→ **Goal**: Reproduce the lines below verbatim, changing nothing.
***** Given information
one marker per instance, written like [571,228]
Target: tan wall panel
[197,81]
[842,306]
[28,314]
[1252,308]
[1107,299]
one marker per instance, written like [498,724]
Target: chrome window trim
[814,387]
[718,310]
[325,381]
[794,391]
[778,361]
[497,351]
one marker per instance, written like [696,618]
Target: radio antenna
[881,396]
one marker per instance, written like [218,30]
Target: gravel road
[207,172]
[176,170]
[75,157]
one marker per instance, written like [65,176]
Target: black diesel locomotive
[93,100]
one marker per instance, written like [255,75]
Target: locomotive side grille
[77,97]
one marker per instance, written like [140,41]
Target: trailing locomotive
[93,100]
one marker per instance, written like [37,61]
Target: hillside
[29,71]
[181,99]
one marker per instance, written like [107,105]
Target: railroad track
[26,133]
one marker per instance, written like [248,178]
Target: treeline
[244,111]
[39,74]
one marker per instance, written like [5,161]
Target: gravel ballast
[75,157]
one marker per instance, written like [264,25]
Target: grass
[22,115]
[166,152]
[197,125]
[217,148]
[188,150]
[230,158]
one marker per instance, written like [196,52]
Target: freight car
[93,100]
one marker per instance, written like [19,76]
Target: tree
**********
→ **The answer**:
one marker per instance, written like [571,228]
Target: tan wall panel
[197,81]
[842,306]
[28,314]
[1252,308]
[1107,299]
one marker per instance, written like [498,724]
Target: chrome window trim
[814,387]
[718,310]
[325,381]
[794,391]
[778,361]
[497,351]
one marker per instance, written like [696,618]
Target: radio antenna
[881,396]
one marker per instance, written like [218,30]
Target: gravel road
[207,172]
[176,170]
[75,157]
one marker per instance, written like [65,176]
Target: black diesel locomotive
[93,100]
one marker per instance, written like [255,75]
Target: locomotive side grille
[77,97]
one marker per instance, written like [140,41]
Target: trailing locomotive
[93,100]
one marker per instance, written like [37,61]
Target: hillside
[29,71]
[181,99]
one marker per instance, written like [107,105]
Target: railroad track
[26,133]
one marker per instance, written like [248,178]
Target: treeline
[244,111]
[39,74]
one marker per instance, written like [5,161]
Target: gravel ballast
[75,157]
one marker per instance, written like [264,25]
Target: grass
[22,115]
[166,152]
[197,125]
[217,148]
[188,150]
[230,158]
one marker per instance, written like [196,52]
Target: freight car
[93,100]
one marker per instance, written like [19,76]
Target: tree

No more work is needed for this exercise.